Selected extract:
Monday, April 1, 2013

Thomas Jefferson: My Favorite Patriot

You think politics today is polarized and confusing?  Consider the presidential election of 1800, when then Vice-President Thomas Jefferson crushed then sitting President, John Adams, 61% to 39% in the popular vote.  But, due to election rules of the time, Jefferson became absurdly tied in the Electoral College with his own Vice-President running mate, the amazing Aaron Burr.  The election was thrown into the House of Representatives and the House chose Jefferson to be our third President after 36 ballots, a contentious affair far closer than the popular vote.  This ridiculous circumstance led to the passage of the 12th Amendment to prevent it from happening again.

I just finished a book by Jon Meacham entitled Thomas Jefferson: The Art of Power (2012).  Meacham makes it clear that the election of 1800 was very much a referendum on two visions of government in America.  The Federalists had held the upper hand since the George Washington presidency.  Washington allowed for strong Federalist input and the government was Federalist in many, if not most, respects.  This accelerated with the John Adams presidency.  Adams was a New England Yankee and wanted to consolidate aspects of State Sovereignty into a Federal Authority (thus the term Federalist.  Though note that there is a distinction to be made between the Federalist Party and the principle of federalism).

Jefferson represented the majority of who were considered then as "southern" Americans.  At that time, the term "southern" applied to Pennsylvania, New Jersey, and New York, which would be considered battleground states today.  North of there the nation was decidedly abolitionist and mostly Federalist.  Jefferson and most southerners feared the Federalists would re-establish monarchical-like authority in the Federal government. The Jeffersonian political party was known (somewhat confusingly today) as the Democratic-Republican Party.  (It later became the Democratic Party while the Federalist Party vanished and was replaced by the Whig Party and ultimately by the Republican Party.)  Meacham thus understands that the fundamental tension within American politics has always been between State and Federal Power.

I have a small collection of books on Thomas Jefferson.  Jefferson is my favorite patriot.  His appreciation for the finer aspects of the enlightenment period such as art, architecture, and literature, great cuisine, his bright articulate mind, his brilliant writing abilities, and his philosophy of government are all of superior calibre compared among his Founding Father peers.  Monticello itself is a small wonder.  Jennifer and I visited there many years ago.  Virginia is a wonderful state for tourism and Monticello is among its finest attractions.

I have a representative sampling of Jefferson's original writings and his most renown essays. I have his famous gardening books.  Meacham's biography makes my fourth now.  My oldest is from 1987.  My favorite of all four (yes I prefer this one to Meacham's) is Willard Sterne Randall's Jefferson: A Life from 1993.  Randall does not even get to Jefferson becoming Vice-President until page 523 of his 595 page bio.  He consequently has ample space to explore in detail Jefferson's interests in art and science and his political philosophy as they formed in his younger years.  For this reason Randall gives a very clear image of the Jeffersonian mindset, even if he fails to give Jefferson proper accountability in the matters of Sally Hemings or slavery.  (Here Meacham is contemporary and incorporates these new "evils" within his portrait of Jefferson.)  Previously, my most recent biography was American Sphinx by Joseph J. Ellis from 1996, it too is what might be termed a "positivist" look at Jefferson's life.

What the task asks: In the blog post on Thomas Jefferson, how many ballots did the House of Representatives take before choosing Jefferson as president?

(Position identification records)

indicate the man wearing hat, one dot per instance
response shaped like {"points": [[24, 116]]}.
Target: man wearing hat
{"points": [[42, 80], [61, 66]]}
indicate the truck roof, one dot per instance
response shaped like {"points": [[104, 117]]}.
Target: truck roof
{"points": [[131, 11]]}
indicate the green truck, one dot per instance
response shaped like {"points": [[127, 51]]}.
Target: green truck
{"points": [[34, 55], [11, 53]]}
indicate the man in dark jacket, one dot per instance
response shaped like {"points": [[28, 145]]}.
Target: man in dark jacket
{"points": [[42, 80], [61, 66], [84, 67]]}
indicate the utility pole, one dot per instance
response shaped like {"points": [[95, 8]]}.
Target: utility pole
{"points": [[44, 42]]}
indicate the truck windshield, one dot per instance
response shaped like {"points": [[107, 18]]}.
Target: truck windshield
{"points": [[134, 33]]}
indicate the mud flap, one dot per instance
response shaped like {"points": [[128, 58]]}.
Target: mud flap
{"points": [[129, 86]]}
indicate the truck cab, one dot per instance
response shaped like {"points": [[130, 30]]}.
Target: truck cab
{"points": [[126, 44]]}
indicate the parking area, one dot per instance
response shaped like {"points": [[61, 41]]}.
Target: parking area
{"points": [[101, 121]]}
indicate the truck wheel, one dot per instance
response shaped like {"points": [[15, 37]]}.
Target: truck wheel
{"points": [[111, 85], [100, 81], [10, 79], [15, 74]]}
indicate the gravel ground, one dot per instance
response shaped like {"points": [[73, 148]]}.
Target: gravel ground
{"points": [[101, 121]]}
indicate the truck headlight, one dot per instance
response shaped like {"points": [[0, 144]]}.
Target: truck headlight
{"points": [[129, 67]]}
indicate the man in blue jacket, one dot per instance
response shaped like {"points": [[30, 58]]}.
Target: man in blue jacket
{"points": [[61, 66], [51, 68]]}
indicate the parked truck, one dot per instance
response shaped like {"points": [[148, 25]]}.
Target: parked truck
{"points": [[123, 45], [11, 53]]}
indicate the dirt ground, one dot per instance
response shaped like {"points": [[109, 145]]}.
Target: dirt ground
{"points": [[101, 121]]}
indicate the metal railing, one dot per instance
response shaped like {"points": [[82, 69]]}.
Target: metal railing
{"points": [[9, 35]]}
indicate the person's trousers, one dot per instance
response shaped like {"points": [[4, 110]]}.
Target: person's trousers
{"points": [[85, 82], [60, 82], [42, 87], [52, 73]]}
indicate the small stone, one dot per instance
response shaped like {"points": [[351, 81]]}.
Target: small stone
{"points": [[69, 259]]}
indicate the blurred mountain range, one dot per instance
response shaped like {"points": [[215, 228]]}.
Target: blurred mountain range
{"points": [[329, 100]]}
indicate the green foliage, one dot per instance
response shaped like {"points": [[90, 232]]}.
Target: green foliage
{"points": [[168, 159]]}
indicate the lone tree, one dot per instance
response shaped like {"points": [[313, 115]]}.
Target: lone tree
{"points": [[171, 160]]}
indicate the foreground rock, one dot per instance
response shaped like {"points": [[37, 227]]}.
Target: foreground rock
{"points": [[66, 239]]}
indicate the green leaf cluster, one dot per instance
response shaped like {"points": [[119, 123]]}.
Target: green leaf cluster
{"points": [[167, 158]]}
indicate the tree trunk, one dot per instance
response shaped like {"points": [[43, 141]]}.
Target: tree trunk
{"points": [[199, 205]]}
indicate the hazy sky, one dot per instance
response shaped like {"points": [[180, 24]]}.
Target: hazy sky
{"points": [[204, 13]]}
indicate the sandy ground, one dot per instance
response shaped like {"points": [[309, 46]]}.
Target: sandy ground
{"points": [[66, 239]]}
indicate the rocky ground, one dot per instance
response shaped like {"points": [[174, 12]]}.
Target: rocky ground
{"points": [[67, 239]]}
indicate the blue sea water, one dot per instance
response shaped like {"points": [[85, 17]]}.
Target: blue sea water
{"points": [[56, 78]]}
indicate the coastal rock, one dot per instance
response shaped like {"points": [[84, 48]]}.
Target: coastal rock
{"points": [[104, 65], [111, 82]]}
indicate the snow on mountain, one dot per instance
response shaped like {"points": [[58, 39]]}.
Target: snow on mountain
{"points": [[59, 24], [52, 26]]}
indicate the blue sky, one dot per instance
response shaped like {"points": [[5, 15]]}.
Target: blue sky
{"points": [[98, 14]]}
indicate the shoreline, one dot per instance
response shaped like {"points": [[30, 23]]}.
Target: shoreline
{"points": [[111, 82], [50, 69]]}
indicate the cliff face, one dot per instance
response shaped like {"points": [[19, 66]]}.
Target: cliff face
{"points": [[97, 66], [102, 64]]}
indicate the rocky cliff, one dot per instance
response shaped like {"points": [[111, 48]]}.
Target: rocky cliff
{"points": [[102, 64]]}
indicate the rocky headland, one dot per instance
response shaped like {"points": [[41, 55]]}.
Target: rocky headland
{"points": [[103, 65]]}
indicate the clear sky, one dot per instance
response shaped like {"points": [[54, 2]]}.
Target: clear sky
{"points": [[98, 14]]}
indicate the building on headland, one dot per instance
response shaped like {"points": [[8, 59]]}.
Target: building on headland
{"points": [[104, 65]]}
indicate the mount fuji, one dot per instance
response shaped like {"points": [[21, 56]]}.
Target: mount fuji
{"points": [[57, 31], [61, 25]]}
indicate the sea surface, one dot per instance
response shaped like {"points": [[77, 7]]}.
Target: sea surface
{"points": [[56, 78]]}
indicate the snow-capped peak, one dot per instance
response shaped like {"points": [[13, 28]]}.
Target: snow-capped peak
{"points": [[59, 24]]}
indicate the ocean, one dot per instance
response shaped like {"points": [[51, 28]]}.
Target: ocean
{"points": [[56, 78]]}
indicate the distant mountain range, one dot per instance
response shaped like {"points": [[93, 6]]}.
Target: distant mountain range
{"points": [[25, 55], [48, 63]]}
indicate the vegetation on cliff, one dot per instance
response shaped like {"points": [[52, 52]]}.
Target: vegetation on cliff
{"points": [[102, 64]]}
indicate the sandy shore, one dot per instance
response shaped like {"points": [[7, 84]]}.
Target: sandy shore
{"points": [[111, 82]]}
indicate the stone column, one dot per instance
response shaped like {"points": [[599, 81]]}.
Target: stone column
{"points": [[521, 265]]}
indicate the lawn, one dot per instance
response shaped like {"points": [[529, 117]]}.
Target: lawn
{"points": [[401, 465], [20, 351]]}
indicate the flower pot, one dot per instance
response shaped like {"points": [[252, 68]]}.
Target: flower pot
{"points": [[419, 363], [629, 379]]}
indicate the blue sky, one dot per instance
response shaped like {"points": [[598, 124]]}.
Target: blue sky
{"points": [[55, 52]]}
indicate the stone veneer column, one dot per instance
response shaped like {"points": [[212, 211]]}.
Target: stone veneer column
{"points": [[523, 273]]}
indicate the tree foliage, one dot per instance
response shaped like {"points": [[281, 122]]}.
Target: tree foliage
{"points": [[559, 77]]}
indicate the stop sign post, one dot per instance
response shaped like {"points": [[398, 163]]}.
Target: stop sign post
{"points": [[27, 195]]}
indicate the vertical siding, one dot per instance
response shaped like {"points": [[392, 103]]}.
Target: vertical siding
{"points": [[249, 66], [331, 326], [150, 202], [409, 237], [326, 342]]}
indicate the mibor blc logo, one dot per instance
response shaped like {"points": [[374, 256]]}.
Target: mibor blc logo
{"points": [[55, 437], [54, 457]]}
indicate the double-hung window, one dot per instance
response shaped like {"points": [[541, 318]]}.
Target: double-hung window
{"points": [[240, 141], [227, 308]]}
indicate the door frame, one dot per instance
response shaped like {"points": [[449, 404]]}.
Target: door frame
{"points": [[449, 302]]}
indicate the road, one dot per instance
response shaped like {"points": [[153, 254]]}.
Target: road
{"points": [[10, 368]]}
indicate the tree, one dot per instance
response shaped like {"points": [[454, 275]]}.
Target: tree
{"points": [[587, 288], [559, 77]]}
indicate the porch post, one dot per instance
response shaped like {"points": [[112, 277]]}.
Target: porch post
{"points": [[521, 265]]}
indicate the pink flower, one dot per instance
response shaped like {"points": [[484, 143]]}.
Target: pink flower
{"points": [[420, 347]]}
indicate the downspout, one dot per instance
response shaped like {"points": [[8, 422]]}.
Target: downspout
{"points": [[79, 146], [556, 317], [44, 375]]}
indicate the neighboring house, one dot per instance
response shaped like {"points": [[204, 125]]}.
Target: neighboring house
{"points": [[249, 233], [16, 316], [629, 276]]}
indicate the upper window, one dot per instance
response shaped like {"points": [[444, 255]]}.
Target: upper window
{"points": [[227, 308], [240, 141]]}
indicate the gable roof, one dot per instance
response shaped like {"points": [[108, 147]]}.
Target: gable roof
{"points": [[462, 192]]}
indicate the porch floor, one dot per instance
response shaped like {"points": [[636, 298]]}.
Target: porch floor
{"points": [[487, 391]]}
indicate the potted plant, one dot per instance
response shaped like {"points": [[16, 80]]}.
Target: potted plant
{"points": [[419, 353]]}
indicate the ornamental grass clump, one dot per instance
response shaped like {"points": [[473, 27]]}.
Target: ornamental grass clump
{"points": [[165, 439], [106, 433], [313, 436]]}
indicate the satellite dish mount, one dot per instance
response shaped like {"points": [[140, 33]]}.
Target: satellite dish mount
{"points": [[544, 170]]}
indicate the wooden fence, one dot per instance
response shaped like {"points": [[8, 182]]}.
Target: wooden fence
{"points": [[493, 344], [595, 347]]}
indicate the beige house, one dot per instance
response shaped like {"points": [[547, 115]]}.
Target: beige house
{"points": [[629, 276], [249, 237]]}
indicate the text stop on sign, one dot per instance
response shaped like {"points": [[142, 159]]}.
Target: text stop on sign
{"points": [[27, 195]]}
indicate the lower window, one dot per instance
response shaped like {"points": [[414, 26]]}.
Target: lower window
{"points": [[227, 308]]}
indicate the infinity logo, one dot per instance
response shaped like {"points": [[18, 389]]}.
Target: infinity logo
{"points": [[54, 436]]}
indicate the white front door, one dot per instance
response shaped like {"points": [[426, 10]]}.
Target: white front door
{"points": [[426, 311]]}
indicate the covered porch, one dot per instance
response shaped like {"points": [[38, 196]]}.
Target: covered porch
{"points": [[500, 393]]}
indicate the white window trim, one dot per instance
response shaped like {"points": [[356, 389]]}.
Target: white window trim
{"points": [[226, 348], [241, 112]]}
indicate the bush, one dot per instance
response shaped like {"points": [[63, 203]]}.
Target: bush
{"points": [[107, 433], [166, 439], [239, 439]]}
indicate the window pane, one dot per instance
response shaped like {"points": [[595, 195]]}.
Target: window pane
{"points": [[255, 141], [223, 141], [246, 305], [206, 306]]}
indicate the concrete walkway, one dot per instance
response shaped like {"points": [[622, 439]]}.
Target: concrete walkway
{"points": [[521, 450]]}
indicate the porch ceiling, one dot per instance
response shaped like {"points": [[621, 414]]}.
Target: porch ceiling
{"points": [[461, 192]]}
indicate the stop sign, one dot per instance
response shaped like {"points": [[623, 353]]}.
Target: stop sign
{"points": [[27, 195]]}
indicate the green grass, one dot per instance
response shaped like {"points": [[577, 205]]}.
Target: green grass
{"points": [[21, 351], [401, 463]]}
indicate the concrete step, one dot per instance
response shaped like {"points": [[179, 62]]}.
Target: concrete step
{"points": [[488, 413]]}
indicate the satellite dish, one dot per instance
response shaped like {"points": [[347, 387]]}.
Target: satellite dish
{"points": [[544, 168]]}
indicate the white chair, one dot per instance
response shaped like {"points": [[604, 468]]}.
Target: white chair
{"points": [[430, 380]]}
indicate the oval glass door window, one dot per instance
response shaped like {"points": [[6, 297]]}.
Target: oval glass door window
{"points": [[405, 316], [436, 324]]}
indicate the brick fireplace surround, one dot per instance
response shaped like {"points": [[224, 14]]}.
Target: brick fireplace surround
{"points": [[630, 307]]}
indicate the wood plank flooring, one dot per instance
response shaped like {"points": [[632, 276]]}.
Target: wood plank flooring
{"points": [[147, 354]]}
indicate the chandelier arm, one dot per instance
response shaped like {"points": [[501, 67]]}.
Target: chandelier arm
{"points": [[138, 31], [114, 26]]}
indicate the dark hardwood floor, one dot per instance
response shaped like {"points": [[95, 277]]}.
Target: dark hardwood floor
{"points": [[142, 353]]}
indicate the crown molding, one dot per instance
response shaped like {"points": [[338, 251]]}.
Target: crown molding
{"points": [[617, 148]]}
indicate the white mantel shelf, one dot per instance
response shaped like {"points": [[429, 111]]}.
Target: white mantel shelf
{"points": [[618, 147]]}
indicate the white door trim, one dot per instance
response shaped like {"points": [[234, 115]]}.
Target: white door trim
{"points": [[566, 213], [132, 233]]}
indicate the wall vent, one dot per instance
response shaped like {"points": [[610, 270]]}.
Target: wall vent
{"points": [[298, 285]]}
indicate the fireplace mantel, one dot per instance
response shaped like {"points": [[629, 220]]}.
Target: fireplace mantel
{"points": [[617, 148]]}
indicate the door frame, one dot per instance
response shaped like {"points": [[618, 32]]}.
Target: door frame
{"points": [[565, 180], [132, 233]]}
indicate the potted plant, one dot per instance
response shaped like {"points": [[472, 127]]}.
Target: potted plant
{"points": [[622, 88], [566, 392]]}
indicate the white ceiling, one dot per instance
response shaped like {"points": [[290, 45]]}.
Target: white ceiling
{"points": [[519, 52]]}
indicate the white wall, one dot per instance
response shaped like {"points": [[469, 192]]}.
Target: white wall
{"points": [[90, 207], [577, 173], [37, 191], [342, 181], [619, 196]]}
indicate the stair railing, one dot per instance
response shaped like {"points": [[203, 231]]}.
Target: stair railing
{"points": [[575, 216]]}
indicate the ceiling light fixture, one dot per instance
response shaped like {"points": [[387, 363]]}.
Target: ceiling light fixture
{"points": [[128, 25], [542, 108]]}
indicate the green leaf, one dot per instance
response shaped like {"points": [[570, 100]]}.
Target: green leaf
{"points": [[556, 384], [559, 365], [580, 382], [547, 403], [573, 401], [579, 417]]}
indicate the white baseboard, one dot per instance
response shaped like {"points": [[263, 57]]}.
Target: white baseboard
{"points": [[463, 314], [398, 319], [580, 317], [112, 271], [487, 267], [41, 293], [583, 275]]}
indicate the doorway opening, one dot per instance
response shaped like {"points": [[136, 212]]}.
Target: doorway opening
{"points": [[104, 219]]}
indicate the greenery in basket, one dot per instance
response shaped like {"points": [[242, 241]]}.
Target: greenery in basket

Task solution: The House chose Jefferson after 36 ballots.